= Required action =
In full and word for word, give the records again.
··· Study material
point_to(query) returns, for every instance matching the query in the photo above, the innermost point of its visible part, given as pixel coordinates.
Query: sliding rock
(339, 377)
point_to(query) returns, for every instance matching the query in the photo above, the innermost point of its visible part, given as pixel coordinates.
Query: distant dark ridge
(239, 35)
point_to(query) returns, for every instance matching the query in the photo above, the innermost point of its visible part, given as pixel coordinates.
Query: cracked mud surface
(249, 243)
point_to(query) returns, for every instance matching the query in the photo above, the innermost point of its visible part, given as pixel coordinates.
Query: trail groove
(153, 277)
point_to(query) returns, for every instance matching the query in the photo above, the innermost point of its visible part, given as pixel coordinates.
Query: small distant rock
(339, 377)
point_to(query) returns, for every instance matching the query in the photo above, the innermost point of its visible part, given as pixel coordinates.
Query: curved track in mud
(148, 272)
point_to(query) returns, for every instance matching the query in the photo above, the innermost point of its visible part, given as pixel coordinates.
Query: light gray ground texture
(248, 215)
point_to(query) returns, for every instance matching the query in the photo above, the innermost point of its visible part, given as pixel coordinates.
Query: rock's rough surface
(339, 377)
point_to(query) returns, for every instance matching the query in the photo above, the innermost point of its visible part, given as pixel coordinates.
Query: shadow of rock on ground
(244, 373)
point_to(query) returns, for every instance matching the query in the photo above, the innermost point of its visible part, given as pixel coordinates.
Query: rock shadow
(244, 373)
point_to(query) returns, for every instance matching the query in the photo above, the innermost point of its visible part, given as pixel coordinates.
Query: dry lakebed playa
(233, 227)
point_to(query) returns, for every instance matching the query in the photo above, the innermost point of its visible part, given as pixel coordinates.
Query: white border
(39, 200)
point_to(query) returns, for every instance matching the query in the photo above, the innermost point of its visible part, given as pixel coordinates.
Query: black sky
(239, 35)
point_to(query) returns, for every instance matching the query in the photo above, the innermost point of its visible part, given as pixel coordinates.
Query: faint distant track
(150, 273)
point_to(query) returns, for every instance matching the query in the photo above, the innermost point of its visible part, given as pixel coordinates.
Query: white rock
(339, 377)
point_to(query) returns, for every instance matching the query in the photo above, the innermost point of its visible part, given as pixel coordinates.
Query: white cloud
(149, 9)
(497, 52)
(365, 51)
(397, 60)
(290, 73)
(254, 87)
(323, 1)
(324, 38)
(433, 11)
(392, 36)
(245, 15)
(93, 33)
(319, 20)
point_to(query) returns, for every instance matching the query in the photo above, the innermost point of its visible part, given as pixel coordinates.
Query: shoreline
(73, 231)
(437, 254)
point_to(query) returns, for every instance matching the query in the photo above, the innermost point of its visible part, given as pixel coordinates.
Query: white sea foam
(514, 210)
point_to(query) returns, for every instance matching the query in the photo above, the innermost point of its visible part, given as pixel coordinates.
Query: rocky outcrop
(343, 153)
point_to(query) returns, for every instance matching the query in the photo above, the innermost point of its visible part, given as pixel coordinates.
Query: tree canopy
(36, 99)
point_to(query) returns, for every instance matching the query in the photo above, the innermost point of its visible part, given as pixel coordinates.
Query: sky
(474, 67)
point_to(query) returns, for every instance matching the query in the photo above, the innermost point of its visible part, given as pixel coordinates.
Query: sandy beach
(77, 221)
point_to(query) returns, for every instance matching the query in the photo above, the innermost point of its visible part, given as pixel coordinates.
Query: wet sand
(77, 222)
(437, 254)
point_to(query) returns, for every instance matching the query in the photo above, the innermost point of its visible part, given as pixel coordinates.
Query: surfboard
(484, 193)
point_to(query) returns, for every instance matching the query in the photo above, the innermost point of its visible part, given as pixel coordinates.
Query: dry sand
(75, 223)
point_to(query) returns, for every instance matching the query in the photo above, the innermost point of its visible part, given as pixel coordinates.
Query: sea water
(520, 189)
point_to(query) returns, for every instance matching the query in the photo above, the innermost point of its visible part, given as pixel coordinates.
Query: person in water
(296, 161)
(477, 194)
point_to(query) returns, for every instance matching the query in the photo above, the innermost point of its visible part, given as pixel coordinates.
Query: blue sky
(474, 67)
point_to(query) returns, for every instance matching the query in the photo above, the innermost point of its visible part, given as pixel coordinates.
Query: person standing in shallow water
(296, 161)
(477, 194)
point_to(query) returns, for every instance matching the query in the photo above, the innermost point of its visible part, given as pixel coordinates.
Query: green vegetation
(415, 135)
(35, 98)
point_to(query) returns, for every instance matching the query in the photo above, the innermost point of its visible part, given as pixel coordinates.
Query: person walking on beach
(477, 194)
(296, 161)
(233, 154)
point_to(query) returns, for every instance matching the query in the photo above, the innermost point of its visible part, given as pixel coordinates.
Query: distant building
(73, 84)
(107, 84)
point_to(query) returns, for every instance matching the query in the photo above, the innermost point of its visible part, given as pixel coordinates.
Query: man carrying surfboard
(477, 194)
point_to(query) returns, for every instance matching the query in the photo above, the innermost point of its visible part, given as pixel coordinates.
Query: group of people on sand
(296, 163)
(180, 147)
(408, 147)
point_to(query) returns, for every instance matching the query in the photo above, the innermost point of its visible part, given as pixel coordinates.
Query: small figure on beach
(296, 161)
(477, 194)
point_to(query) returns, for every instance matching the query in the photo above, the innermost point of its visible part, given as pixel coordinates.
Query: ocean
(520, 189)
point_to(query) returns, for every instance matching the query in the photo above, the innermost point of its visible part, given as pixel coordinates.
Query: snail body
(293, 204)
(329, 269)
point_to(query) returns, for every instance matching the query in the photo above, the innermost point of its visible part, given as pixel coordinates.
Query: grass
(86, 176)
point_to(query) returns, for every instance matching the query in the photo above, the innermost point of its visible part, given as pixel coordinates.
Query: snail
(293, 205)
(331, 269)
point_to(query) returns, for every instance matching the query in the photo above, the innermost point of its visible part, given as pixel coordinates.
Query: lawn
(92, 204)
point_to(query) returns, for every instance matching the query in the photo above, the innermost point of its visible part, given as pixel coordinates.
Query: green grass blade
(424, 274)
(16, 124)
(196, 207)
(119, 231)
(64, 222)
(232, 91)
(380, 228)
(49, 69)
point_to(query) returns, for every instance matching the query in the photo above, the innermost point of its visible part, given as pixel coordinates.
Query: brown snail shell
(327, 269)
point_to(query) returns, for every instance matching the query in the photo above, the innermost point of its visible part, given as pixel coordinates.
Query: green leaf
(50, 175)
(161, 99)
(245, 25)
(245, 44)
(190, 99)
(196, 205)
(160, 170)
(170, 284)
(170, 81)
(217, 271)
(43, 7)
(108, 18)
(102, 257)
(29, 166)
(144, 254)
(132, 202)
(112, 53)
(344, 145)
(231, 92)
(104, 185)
······
= Final answer =
point_to(query) returns, for every instance matching the query in the photo above, the innermost point of its visible part, given as pixel coordinates.
Query: sliding rock
(339, 377)
point_to(query) returns, for every instance matching the query in the photo above, the innermost point of its visible part, given as pixel coordinates.
Query: distant dark ridge
(239, 35)
point_to(query) returns, for every instance matching the query in the photo above, the innermost point of its visible part, given as pixel coordinates.
Query: cracked mud surface
(249, 243)
point_to(query) returns, for every instance matching the query in the photo above, the innermost point of its visible part, given as pixel coordinates.
Query: trail groove
(153, 277)
point_to(query) returns, for every instance matching the query in the photo above, the innermost point of its visible part, given as pixel coordinates.
Query: small distant rock
(339, 377)
point_to(query) returns, for every instance matching the query in the photo above, the innermost point of its visible part, given as pixel coordinates.
Query: curved track in mud
(148, 272)
point_to(query) returns, for every instance matching the query in the photo above, the innermost point of its visible part, given as pixel coordinates.
Query: light gray ground texture
(248, 215)
point_to(query) returns, for every instance matching the query in the photo above, the innermost point of its visible part, given as pixel coordinates.
Query: rock's rough surface
(339, 377)
point_to(query) returns, for every instance matching the query in the photo above, the innermost point of its visible part, given as pixel coordinates.
Query: shadow of rock on ground
(244, 373)
point_to(query) returns, for every instance matching the query in the photo above, the innermost point of its visible part, given as pixel coordinates.
Query: rock shadow
(244, 373)
point_to(query) returns, for every instance matching the query in the photo above, the innermost point of its visible part, given as pixel coordinates.
Query: dry lakebed playa
(233, 227)
point_to(query) returns, for every instance matching the query in the photo above, the innermost point of its visible part, given as pixel coordinates.
Query: white border
(39, 200)
point_to(query) returns, for every instance matching the query in the photo above, the innermost point of its visible part, given as pixel coordinates.
Query: black sky
(239, 35)
point_to(query) returns, for every instance matching the query in the photo above, the innermost point of its visible part, given as pixel coordinates.
Query: faint distant track
(150, 273)
point_to(query) returns, for every instance matching the query in the photo above, the innermost point of its visible part, given as pixel coordinates.
Query: white rock
(339, 377)
point_to(query) returns, for every instance matching the query in the photo above, the innermost point of its visible part, given as pixel coordinates.
Query: white cloud
(149, 9)
(497, 52)
(365, 51)
(397, 60)
(290, 73)
(254, 87)
(323, 1)
(324, 38)
(433, 11)
(392, 36)
(245, 15)
(93, 33)
(319, 20)
point_to(query) returns, for every instance matching the query in the photo above, the innermost point of its visible part, given as pixel coordinates.
Query: shoreline
(73, 231)
(437, 254)
point_to(query) returns, for every instance matching the query in the photo above, the innermost point of its visible part, given as pixel coordinates.
Query: white sea foam
(514, 210)
point_to(query) returns, for every instance matching the query in the photo above, the innermost point of its visible part, given as pixel coordinates.
Query: rocky outcrop
(343, 153)
point_to(query) returns, for every instance matching the query in the photo above, the innermost point of its visible part, given as pixel coordinates.
Query: tree canopy
(36, 99)
point_to(query) returns, for every instance matching the query in the photo above, the innermost point of its visible part, given as pixel coordinates.
Query: sky
(474, 67)
point_to(query) returns, for every instance matching the query in the photo above, the innermost point of its visible part, given as pixel coordinates.
Query: sandy beach
(77, 221)
point_to(query) returns, for every instance matching the query in the photo above, the innermost point of its visible part, given as pixel coordinates.
Query: wet sand
(77, 222)
(437, 254)
point_to(query) returns, for every instance matching the query in the photo above, the innermost point of its visible part, given as pixel coordinates.
Query: surfboard
(484, 193)
point_to(query) returns, for every instance matching the query in the photo above, the innermost point of its visible part, given as pixel coordinates.
Query: dry sand
(75, 223)
point_to(query) returns, for every instance matching the query in the photo above, the innermost point of its visible part, given as pixel coordinates.
Query: sea water
(520, 189)
point_to(query) returns, for every instance matching the query in the photo above, the innermost point of its visible part, given as pixel coordinates.
Query: person in water
(296, 161)
(477, 194)
point_to(query) returns, for every instance matching the query in the photo above, the innermost point of its visible part, given as pixel coordinates.
Query: blue sky
(474, 67)
point_to(query) returns, for every instance matching the query in the photo above, the innermost point of its visible part, given as pixel coordinates.
Query: person standing in shallow water
(296, 161)
(477, 194)
point_to(query) returns, for every instance matching the query in the photo above, the innermost point of its visible part, given as pixel coordinates.
Query: green vegetation
(415, 135)
(35, 98)
point_to(query) returns, for every instance matching the query in the photo above, the innermost point of its visible part, given as pixel coordinates.
Query: person walking on beach
(477, 194)
(296, 161)
(233, 154)
point_to(query) returns, for every instance matching the query in the photo above, the innermost point of its visible part, given as pixel coordinates.
Query: distant building
(73, 84)
(107, 84)
point_to(query) returns, for every instance matching the query in the photo above, the innermost point of its visible part, given as pixel coordinates.
Query: man carrying surfboard
(477, 194)
point_to(query) returns, for every instance matching the query in the photo above, the innermost point of its visible part, given as pixel coordinates.
Query: group of people on sand
(296, 163)
(180, 147)
(408, 147)
point_to(query) returns, for every instance matching the query in the photo above, the innermost point of its visible part, given as pixel coordinates.
Query: small figure on beach
(296, 161)
(477, 194)
point_to(query) returns, for every instance matching the query in the photo above, the innermost point of its visible part, given as pixel coordinates.
Query: ocean
(520, 189)
point_to(query) returns, for every instance matching the query in the photo above, the innermost point of its visible part, given as pixel coordinates.
Query: snail body
(293, 204)
(329, 269)
point_to(query) returns, for every instance matching the query in the photo above, the innermost point of its visible part, given as pixel coordinates.
Query: grass
(86, 176)
point_to(query) returns, for every instance matching the query in the photo above, the innermost point of its visible part, given as pixel coordinates.
Query: snail
(293, 205)
(331, 269)
point_to(query) returns, for every instance matching the query in the photo above, the innermost point of its visible part, given as pixel coordinates.
Query: lawn
(92, 204)
point_to(query) returns, for every instance matching the query in the photo above, the innermost point of its visible part, given as pixel coordinates.
Query: green grass blade
(424, 274)
(16, 124)
(196, 207)
(119, 231)
(64, 222)
(232, 91)
(380, 228)
(49, 69)
point_to(query) returns, for every instance matching the query in the photo above, the innermost point of its visible part, given as pixel coordinates.
Query: brown snail shell
(327, 269)
point_to(query) returns, for every instance matching the query in the photo above, the innermost point of its visible part, given as pixel coordinates.
Query: green leaf
(50, 175)
(161, 99)
(245, 25)
(245, 44)
(190, 99)
(196, 205)
(160, 170)
(170, 284)
(170, 81)
(217, 271)
(43, 7)
(108, 18)
(102, 257)
(29, 166)
(144, 254)
(132, 202)
(112, 53)
(344, 145)
(231, 92)
(104, 185)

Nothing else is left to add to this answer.